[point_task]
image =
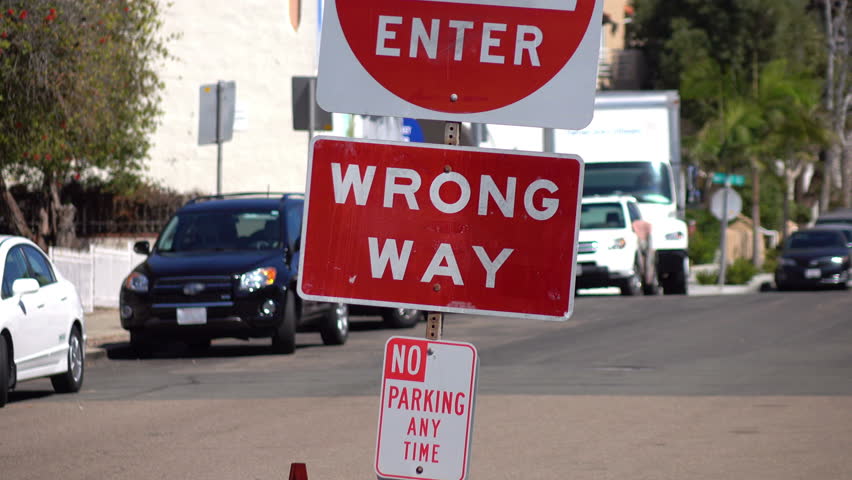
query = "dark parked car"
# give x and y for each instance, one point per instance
* * *
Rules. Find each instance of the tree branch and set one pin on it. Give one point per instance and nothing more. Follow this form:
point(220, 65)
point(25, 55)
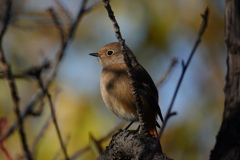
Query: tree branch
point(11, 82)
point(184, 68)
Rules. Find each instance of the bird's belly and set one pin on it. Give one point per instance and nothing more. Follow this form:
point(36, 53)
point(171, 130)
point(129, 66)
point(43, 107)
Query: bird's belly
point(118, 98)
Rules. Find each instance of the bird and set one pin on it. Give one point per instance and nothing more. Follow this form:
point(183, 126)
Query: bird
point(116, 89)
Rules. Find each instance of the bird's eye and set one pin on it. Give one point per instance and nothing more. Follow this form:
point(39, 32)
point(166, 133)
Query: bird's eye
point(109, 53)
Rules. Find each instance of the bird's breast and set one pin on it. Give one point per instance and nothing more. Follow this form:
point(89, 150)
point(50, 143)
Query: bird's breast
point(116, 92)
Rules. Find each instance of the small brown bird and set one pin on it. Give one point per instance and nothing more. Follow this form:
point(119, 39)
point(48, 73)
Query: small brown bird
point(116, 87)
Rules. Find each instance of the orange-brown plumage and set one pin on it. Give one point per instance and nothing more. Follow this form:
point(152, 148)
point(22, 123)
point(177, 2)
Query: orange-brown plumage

_AIM OF THE TASK_: From the entries above, return each line with the word "orange" in it.

_RESULT FOR THIS TASK_:
Rules. Find each instance of the orange-brown plumage and set one pin on it. Give one point per instance and nothing more. Follow this form:
Query: orange-brown plumage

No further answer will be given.